Retype the part of the strStr() solution page between "Assertion: Consider a" and "string, return \(0\).", inclusive.

> **TEXT BLOCK**:
============

Problem 9 - Implement strStr()

Leetcode Link: Implement strStr().

Statement
Examples
Solution 1 - Simple Loop
Solution 2 - Use a Deterministic Finite Automata (DFA)
Solution 3 - Knuth-Morris-Pratt (KMP) Algorithm

Statement

Implement strStr().

Given two strings needle and haystack, return the index of the first occurrence of needle in haystack, or -1 if needle is not part of haystack.

Clarification:

What should we return when needle is an empty string? This is a great question to ask during an interview.

For the purpose of this problem, we will return 0 when needle is an empty string. This is consistent to C’s strstr() and Java’s indexOf().

Examples

Input: haystack = "hello", needle = "ll"
Output: 2

Input: haystack = "aaaaa", needle = "bba"
Output: -1

Solution 1 - Simple Loop

Concept

Assertion: Consider a string \(\text{text}\) of length \(n\) and a pattern \(\text{pattern}\) of length \(m \le n\). Then, \(\text{pattern}\) can occur in \(\text{text}\) starting at any index \(i\) such that \(0 \le i \le n - m\).

If \(\text{needle}\) is an empty string, return \(0\).

Let length of \(\text{haystack}\) be \(n\) and that of \(\text{needle}\) be \(m\).

For each \(0 \le i \le n - m\):

If \(\text{needle} = \text{haystack}[i : i + m]\), return \(i\).
Otherwise, continue.

Return \(-1\) by default.

Example

Input

haystack = "hello"
needle = "ll"

Procedure

\(m = 2\)
Iteration 1:
- \(i = 0\)
- Since \(\text{needle} \not = {\text{haystack}[0:2] = \text{he}}\), continue
Iteration 2:
- \(i = 1\)
- Since \(\text{needle} \not = {\text{haystack}[1:3] = \text{el}}\), continue
Iteration 3:
- \(i = 2\)
- Since \(\text{needle} = \text{haystack}[2:4] = \text{ll}\), return \(i = 2\)

Time complexity

There are a total of \(n - m + 1\) possible values for \(i\) and for each \(i\), the solution takes out a slice of length \(m\). Therefore, the time complexity is \(\mathcal{O}((n - m + 1)*m)\).

Solution 2 - Use a Deterministic Finite Automata (DFA)

============

> **PROVIDED RECORDS**:
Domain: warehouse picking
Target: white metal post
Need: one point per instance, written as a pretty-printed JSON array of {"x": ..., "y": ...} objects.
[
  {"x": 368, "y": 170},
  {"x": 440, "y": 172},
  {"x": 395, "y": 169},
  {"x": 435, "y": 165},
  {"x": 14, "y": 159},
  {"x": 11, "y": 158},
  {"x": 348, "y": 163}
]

============

> **RESULT OF THE EXERCISE**:
Assertion: Consider a string \(\text{text}\) of length \(n\) and a pattern \(\text{pattern}\) of length \(m \le n\). Then, \(\text{pattern}\) can occur in \(\text{text}\) starting at any index \(i\) such that \(0 \le i \le n - m\).

If \(\text{needle}\) is an empty string, return \(0\).